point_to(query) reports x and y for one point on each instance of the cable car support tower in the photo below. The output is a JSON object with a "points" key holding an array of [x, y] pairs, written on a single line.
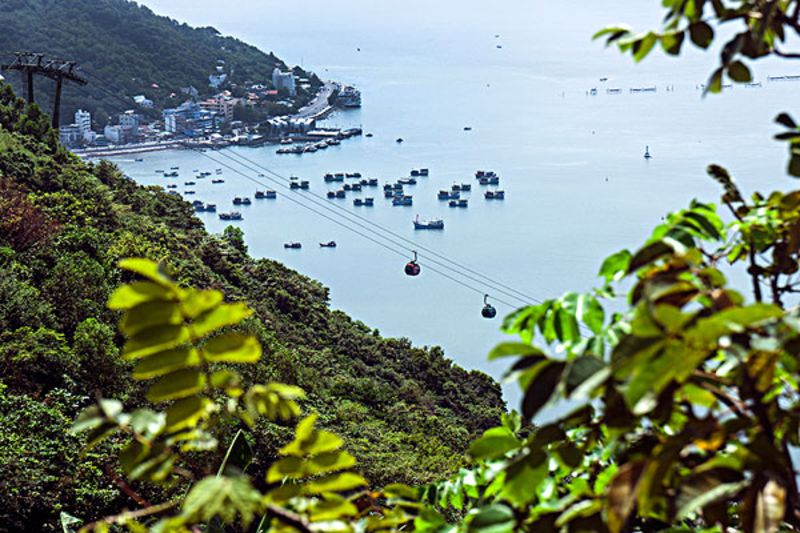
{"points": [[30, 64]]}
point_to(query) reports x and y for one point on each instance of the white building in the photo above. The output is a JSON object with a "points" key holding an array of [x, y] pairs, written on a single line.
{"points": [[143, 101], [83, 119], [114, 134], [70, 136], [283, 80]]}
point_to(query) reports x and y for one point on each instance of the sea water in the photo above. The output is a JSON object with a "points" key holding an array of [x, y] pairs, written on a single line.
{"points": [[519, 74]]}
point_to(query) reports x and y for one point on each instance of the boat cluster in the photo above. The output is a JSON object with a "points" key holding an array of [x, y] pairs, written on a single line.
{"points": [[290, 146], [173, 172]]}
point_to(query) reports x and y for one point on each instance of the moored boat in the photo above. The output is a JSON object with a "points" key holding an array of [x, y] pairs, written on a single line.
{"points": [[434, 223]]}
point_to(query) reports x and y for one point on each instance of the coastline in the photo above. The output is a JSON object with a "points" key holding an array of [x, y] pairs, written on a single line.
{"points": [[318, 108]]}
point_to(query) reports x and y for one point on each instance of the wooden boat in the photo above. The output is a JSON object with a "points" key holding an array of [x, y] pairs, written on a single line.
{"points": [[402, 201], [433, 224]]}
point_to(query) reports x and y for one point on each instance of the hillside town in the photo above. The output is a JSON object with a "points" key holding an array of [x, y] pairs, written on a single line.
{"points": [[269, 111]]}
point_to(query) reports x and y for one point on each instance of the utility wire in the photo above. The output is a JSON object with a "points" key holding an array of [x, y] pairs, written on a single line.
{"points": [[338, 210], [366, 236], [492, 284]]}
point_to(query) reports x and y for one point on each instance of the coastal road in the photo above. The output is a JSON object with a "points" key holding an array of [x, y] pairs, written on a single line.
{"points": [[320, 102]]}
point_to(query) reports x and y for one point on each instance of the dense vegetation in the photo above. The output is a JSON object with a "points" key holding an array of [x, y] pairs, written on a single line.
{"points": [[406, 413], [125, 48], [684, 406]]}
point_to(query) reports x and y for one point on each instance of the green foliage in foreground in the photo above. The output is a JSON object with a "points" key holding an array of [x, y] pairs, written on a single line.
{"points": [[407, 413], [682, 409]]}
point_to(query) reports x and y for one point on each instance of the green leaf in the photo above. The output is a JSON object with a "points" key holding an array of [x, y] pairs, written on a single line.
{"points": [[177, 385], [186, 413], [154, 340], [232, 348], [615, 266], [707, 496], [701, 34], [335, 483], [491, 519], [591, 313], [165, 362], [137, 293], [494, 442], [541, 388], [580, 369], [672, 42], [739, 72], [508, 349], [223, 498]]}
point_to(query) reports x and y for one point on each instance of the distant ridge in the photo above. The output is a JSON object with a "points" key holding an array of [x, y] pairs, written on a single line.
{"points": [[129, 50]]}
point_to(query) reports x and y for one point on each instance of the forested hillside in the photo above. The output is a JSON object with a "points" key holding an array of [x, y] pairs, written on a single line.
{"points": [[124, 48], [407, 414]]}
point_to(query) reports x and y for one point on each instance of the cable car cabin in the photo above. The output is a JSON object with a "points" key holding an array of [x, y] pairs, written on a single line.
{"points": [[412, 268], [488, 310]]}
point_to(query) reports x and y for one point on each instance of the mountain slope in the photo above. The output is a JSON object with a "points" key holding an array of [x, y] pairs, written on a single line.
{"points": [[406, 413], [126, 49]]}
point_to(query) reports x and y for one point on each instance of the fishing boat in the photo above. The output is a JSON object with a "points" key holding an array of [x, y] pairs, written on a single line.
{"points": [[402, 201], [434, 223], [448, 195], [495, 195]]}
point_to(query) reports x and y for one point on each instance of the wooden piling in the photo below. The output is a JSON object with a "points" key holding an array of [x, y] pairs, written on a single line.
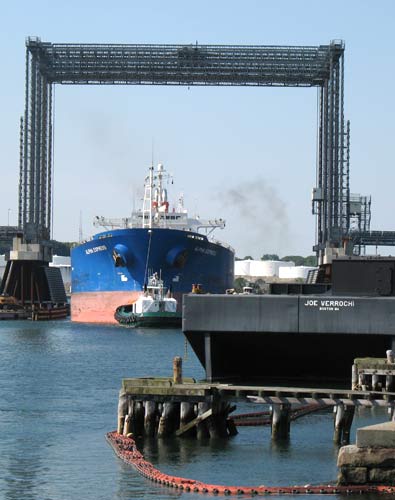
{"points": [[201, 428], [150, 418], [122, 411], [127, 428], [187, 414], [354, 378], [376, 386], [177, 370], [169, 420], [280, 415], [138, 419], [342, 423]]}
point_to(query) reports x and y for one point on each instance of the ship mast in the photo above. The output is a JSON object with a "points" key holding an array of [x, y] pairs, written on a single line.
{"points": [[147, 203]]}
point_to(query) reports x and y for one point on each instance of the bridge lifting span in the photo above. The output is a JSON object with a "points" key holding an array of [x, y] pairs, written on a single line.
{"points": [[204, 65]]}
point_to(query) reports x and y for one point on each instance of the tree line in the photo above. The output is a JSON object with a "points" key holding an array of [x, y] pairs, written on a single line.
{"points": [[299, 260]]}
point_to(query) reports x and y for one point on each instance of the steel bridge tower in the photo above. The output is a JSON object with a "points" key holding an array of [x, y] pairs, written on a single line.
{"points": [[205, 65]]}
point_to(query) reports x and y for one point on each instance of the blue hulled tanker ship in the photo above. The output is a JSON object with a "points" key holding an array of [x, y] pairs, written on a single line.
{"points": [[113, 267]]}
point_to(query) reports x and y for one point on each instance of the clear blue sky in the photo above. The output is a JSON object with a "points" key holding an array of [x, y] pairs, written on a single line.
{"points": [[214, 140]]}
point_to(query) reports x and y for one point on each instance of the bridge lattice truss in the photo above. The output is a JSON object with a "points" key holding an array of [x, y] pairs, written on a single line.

--

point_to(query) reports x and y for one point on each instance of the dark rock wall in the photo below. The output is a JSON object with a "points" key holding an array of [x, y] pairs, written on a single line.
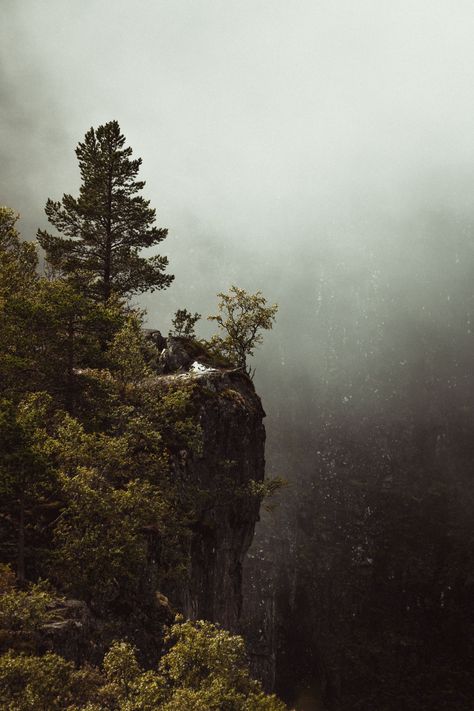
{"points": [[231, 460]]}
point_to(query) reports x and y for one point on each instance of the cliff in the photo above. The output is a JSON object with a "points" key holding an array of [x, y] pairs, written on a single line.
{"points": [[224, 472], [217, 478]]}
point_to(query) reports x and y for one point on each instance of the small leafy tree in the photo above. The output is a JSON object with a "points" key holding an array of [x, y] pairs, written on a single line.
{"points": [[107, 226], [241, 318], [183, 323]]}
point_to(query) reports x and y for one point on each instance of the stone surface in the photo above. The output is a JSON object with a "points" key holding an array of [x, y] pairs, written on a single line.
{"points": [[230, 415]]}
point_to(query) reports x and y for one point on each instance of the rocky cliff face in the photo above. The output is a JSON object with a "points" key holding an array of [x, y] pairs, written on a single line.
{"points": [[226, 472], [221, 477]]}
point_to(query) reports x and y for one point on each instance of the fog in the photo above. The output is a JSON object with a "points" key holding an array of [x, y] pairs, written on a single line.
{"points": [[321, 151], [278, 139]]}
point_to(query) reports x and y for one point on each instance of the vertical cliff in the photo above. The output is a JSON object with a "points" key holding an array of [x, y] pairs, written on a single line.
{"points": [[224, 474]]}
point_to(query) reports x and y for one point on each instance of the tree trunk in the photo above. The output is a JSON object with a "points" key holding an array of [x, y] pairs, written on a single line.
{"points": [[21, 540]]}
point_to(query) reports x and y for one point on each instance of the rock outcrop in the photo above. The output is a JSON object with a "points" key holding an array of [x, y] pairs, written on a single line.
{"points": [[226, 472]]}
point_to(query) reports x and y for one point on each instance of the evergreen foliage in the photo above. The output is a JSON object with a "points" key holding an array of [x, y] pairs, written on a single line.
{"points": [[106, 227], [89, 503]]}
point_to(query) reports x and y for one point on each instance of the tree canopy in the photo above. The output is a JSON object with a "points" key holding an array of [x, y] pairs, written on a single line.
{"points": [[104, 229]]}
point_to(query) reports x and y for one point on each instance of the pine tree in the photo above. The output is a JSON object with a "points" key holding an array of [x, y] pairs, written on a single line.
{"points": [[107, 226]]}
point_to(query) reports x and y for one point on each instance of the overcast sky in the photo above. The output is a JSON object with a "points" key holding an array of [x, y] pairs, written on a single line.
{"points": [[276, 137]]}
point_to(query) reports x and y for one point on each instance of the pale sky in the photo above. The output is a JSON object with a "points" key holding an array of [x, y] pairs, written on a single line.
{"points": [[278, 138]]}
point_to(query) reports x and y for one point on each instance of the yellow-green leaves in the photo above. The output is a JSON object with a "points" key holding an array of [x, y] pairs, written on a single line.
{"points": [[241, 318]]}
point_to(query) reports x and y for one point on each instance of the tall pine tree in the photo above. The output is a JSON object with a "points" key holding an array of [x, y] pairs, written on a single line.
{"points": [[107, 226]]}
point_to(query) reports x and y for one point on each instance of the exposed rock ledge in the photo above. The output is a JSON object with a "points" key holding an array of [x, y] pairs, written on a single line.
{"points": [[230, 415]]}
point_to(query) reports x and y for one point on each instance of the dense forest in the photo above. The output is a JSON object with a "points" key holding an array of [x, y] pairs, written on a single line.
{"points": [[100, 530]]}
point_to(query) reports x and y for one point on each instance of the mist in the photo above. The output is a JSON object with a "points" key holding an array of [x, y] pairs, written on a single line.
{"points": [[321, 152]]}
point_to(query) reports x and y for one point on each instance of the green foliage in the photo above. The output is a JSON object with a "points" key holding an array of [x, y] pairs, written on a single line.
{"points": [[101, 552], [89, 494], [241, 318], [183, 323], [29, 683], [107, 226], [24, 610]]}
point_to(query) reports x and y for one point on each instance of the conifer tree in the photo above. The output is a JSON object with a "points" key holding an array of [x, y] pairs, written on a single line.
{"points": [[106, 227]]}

• **THE REQUEST**
Which lines in the listing contain the string "tree"? Locate and copy each of them, treating uppercase and lowercase as different.

• **WORKED SOLUTION**
point_to(query) reports x and y for one point on each instance of the tree line in the photo above. The output is a JSON object with a "points" key holding an array of [x, y] pairs, written on a single line.
point_to(query) reports x and y for one point on each instance of the small leafy tree in the photo above. The output is a JSON object with a "points" key holding an array of [x, y] pairs, written on a single line.
point_to(query) reports x and y for one point on each instance of the tree trunk in the photo above. The output is a JSON object with a "points" key holding an array of [x, y] pairs, written on a single line.
point_to(query) reports x and y for one point on each instance of the tree canopy in the photo above. The output is a JSON object with a "points" key holding an array of [x, y] pairs, written on a single line.
point_to(query) reports x and y for one point on each instance of the pine tree in the photo above. The output is a JSON object with a "points" key holding an array of [x, y] pairs, written on a single line.
point_to(query) reports x and y for one point on each instance of the tall pine tree in the photo above. The output is a JSON object with a "points" key holding an array of [x, y] pairs, written on a single line.
point_to(query) reports x and y for one point on each instance of the conifer tree in the photo above. The output is a JSON object with a "points" key holding an array of [x, y] pairs, written on a single line.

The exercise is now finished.